### EXERCISE TASK
Can you rewrite the rows below from the line with "In this exercise you will tag the bird's black" to the line with "In this exercise you will tag the tree branch", both ends included and requests kept, giving only those lines? Scale every coordinate in the answers by 2.1 and round each to a whole number, with halves rounding up.

### GIVEN DATA
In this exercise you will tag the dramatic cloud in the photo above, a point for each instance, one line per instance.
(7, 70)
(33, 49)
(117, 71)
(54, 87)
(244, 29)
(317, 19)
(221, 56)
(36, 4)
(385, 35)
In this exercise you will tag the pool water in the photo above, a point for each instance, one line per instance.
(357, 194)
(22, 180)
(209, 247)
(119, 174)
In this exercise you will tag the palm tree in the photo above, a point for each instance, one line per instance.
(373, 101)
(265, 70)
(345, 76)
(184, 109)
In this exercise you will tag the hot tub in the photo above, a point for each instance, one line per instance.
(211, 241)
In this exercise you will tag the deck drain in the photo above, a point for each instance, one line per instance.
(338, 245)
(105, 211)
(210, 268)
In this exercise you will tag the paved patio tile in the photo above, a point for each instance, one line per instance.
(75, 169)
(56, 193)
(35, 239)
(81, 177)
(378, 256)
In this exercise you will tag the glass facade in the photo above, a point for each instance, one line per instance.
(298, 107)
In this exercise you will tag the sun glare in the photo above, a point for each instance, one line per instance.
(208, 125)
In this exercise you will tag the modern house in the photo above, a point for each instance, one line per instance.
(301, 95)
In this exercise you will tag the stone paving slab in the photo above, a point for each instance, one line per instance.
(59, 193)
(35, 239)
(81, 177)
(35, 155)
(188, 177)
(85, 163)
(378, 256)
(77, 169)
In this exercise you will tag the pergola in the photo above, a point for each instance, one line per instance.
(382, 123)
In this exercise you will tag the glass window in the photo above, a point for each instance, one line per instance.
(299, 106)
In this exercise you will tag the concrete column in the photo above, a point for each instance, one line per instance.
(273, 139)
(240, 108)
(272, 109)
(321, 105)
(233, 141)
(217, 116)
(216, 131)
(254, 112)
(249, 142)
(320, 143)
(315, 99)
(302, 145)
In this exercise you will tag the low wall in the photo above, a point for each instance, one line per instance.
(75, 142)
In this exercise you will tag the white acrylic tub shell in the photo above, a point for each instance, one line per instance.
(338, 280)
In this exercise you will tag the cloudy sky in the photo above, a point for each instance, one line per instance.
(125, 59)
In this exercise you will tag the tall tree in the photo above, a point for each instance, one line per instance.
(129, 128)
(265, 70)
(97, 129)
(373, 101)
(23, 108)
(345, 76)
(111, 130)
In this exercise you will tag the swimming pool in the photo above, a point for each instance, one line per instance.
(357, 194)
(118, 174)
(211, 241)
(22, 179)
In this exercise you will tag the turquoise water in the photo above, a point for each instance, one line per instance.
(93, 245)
---
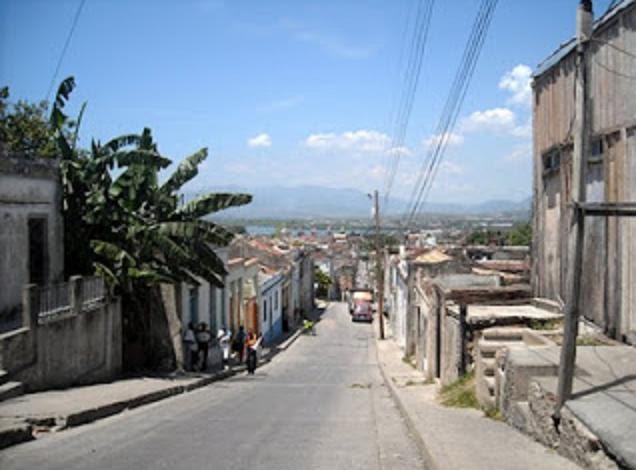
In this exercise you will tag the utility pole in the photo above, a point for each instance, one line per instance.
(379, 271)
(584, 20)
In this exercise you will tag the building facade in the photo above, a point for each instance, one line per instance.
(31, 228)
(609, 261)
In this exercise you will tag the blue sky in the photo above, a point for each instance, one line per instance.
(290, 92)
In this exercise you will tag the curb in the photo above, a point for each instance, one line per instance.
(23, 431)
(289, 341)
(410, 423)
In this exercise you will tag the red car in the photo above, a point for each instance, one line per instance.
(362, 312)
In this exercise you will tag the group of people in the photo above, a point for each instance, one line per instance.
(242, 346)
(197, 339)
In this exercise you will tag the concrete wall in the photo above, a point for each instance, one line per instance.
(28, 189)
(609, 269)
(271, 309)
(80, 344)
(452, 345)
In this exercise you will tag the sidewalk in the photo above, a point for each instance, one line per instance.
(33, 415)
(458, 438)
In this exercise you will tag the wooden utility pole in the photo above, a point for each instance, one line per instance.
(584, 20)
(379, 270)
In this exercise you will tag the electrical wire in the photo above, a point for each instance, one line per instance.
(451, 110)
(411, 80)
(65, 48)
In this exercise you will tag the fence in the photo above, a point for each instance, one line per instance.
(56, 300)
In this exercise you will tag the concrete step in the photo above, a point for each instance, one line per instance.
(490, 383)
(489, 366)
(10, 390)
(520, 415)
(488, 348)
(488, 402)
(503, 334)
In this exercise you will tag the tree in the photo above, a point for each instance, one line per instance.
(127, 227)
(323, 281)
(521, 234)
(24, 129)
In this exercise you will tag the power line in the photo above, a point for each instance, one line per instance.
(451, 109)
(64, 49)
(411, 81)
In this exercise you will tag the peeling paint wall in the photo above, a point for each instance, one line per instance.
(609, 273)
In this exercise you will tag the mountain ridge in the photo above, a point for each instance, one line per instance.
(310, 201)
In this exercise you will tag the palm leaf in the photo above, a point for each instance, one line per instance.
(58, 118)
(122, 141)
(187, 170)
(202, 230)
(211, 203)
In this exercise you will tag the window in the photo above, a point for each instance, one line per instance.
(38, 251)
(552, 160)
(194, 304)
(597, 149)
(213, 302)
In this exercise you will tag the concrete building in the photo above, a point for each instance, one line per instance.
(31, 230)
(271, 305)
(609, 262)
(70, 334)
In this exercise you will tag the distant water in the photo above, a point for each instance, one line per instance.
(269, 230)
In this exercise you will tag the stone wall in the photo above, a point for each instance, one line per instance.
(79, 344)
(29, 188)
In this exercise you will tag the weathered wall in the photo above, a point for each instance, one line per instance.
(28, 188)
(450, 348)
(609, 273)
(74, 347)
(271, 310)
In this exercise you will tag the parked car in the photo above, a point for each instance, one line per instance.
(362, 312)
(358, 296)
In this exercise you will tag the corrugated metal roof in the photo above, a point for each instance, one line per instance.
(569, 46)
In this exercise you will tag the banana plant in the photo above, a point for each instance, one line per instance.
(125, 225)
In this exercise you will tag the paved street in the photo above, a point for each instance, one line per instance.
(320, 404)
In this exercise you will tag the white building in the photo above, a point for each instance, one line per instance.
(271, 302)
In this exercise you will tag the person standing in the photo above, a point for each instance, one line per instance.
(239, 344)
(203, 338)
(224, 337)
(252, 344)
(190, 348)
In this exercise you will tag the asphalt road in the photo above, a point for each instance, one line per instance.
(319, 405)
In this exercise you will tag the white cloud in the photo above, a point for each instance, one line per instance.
* * *
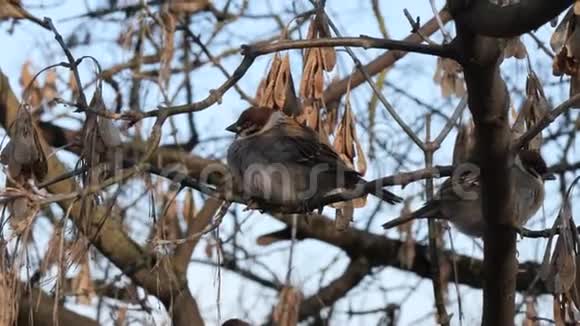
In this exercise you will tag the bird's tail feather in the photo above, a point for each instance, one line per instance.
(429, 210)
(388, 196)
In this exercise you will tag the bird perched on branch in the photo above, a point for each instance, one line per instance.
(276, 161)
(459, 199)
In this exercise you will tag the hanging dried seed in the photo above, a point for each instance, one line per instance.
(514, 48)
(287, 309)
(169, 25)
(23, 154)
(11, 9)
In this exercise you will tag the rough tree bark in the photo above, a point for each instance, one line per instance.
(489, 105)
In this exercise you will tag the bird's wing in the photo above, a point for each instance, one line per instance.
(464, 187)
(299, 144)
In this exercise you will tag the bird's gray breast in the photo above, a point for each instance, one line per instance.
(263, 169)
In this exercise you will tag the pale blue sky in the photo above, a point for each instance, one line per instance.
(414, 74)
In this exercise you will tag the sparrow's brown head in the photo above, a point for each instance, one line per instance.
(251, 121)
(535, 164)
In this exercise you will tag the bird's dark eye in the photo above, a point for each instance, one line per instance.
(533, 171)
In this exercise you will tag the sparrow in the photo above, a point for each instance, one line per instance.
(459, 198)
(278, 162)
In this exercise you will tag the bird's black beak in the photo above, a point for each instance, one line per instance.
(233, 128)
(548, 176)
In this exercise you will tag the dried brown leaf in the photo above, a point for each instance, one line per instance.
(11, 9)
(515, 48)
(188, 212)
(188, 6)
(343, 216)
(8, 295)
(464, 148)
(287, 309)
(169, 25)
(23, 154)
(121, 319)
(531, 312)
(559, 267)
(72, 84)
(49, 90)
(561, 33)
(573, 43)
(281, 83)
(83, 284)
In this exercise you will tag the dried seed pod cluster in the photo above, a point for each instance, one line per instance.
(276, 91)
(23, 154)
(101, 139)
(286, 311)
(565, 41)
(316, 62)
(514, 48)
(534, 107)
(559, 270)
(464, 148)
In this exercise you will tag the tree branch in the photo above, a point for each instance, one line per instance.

### SOLUTION FOR THIS PROBLEM
In this exercise you will tag the bird's black beak in the photo above, a point for each instance, one line per instance.
(489, 269)
(1151, 370)
In this exercise you will tag the dried brown leaf in the photo above, a point for each instance, one line per instance.
(23, 19)
(1082, 101)
(395, 445)
(395, 13)
(720, 454)
(17, 620)
(974, 311)
(603, 649)
(355, 53)
(48, 323)
(254, 670)
(1115, 655)
(1174, 561)
(151, 176)
(103, 189)
(1178, 69)
(1203, 90)
(590, 174)
(174, 596)
In this exercise you will tag the dried seed pod cluster in the photo above, a point for each instance, one line per instance.
(580, 191)
(48, 323)
(212, 292)
(601, 653)
(1187, 86)
(664, 130)
(1079, 101)
(1121, 225)
(1174, 567)
(974, 311)
In this exercise you will tag the tree branch in the photo above, a point for each instance, one line per instance.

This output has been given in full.